#### Work instruction
Write out exactly, and only, the lines below from the line with "column 339, row 218" through the line with "column 79, row 82"; pictures do not belong in the copy.
----- Dataset entries -----
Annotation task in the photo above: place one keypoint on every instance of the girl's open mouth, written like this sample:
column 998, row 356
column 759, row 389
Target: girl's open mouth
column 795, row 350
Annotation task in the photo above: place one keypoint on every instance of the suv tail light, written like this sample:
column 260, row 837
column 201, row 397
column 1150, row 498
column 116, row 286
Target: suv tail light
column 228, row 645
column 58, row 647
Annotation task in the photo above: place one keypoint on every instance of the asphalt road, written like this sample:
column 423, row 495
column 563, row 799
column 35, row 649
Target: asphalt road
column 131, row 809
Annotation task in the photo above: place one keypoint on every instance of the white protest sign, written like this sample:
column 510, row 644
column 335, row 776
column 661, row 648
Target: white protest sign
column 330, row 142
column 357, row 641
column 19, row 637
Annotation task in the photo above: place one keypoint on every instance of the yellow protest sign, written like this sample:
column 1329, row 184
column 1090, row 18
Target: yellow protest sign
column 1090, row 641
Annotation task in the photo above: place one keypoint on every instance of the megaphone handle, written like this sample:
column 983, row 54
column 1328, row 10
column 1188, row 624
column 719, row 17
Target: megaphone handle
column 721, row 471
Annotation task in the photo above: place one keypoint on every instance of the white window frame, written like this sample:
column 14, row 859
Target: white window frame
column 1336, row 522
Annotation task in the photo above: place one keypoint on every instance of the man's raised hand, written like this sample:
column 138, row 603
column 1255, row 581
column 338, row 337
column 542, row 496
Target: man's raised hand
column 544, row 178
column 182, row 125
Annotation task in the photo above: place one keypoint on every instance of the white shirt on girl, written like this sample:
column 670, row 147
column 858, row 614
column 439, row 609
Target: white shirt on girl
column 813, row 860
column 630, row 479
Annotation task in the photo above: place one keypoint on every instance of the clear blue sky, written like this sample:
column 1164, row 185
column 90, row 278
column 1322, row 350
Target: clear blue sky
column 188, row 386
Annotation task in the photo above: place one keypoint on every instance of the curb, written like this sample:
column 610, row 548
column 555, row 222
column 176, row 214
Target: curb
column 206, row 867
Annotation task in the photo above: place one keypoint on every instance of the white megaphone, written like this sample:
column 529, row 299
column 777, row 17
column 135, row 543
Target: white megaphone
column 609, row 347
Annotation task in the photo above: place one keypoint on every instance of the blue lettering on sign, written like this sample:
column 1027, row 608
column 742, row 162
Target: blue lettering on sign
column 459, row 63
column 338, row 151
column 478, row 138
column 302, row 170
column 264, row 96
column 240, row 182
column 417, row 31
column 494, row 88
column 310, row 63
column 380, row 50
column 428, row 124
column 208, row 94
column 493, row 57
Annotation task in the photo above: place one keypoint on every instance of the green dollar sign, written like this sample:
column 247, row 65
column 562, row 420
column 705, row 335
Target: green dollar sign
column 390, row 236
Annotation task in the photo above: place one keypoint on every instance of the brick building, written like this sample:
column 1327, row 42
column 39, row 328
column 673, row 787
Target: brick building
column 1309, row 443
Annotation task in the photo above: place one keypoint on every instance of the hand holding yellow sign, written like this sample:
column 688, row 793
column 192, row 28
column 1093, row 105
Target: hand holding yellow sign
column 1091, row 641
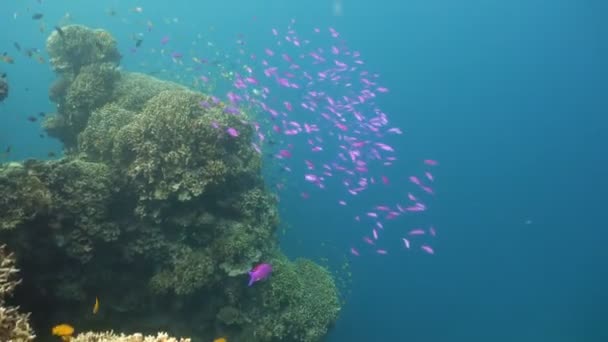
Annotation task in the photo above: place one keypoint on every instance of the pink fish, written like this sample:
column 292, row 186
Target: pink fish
column 259, row 272
column 427, row 249
column 232, row 132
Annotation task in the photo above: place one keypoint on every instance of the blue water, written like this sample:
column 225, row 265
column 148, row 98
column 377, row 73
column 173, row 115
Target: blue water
column 509, row 96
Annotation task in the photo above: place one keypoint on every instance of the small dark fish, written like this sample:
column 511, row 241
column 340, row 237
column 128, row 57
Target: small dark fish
column 59, row 31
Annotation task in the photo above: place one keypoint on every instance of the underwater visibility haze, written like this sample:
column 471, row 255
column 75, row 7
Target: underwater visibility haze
column 303, row 171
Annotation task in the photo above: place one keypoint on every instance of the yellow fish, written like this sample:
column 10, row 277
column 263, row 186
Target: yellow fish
column 64, row 331
column 96, row 306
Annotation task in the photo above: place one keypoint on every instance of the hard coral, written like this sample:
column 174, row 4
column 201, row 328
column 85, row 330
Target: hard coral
column 14, row 326
column 188, row 271
column 300, row 302
column 24, row 195
column 97, row 139
column 74, row 46
column 112, row 337
column 133, row 90
column 176, row 153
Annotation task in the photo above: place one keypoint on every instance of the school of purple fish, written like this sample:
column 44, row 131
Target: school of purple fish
column 322, row 98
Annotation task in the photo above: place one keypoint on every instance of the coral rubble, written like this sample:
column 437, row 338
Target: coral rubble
column 154, row 209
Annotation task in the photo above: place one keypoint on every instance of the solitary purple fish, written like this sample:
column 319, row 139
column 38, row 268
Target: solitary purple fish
column 232, row 132
column 259, row 272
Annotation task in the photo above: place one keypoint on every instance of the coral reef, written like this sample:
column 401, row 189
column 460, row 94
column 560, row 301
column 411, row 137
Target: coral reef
column 14, row 325
column 111, row 337
column 3, row 89
column 297, row 304
column 155, row 210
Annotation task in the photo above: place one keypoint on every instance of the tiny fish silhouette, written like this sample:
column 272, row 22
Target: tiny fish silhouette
column 259, row 272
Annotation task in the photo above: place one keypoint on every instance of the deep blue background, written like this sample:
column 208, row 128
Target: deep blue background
column 510, row 96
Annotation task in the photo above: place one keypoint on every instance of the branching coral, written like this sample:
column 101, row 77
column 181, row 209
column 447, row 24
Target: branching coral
column 163, row 206
column 187, row 272
column 299, row 302
column 175, row 151
column 112, row 337
column 14, row 326
column 24, row 195
column 74, row 46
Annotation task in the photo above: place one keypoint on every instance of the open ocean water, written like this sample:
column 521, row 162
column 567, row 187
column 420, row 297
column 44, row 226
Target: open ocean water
column 509, row 97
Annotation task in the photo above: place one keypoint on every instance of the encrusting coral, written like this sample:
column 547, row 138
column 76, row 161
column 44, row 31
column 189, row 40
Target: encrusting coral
column 156, row 210
column 111, row 337
column 14, row 325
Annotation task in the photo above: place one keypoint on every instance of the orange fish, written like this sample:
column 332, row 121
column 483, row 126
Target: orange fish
column 96, row 306
column 65, row 331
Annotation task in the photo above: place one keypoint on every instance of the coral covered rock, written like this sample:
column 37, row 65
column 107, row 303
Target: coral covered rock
column 74, row 46
column 14, row 325
column 112, row 337
column 300, row 302
column 24, row 195
column 159, row 209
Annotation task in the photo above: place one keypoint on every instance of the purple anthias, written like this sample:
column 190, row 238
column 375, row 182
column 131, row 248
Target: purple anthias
column 259, row 272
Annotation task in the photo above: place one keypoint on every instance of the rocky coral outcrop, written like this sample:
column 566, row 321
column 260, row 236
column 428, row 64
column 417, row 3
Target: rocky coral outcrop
column 14, row 325
column 156, row 210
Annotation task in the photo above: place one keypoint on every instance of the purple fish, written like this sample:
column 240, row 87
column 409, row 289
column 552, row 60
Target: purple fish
column 259, row 272
column 232, row 132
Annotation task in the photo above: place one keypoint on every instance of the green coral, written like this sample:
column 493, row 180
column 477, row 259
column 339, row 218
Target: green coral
column 14, row 325
column 300, row 301
column 187, row 271
column 163, row 206
column 96, row 139
column 73, row 46
column 133, row 90
column 175, row 153
column 24, row 195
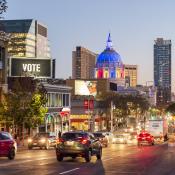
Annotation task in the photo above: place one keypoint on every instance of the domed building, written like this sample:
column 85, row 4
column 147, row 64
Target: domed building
column 109, row 64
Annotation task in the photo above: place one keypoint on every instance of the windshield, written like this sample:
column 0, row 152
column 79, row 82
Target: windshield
column 38, row 135
column 5, row 136
column 98, row 134
column 118, row 136
column 68, row 136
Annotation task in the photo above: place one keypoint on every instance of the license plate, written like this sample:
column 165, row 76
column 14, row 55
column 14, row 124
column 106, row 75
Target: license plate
column 69, row 143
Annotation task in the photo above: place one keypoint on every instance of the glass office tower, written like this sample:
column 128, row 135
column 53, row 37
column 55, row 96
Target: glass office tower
column 28, row 38
column 162, row 70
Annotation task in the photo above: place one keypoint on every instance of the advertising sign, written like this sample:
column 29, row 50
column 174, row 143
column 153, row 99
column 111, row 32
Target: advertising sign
column 83, row 87
column 32, row 67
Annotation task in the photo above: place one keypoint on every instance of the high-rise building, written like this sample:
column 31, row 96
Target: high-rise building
column 162, row 70
column 83, row 63
column 131, row 75
column 28, row 38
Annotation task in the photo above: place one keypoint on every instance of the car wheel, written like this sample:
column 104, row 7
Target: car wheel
column 99, row 155
column 73, row 157
column 11, row 155
column 88, row 156
column 59, row 157
column 29, row 147
column 47, row 146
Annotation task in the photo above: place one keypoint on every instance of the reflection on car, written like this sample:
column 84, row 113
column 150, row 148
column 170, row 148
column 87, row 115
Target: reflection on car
column 102, row 138
column 8, row 146
column 120, row 138
column 42, row 140
column 78, row 144
column 145, row 138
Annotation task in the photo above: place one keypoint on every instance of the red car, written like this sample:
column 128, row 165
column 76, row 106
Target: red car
column 145, row 138
column 8, row 146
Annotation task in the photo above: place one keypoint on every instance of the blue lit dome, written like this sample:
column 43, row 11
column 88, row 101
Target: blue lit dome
column 109, row 57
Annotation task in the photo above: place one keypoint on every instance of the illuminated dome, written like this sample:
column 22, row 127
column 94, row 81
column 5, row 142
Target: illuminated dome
column 109, row 57
column 109, row 63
-----
#### Written solution
column 339, row 218
Target: green coral
column 14, row 325
column 300, row 301
column 187, row 271
column 163, row 206
column 96, row 139
column 73, row 46
column 133, row 90
column 175, row 153
column 24, row 195
Annotation task in the photo above: place one keypoint on every instance of the domed building, written like this sample:
column 85, row 4
column 147, row 64
Target: domed building
column 109, row 64
Annotation task in the photo above: place one keypoint on every instance of the windshield, written like this sample:
column 0, row 152
column 79, row 82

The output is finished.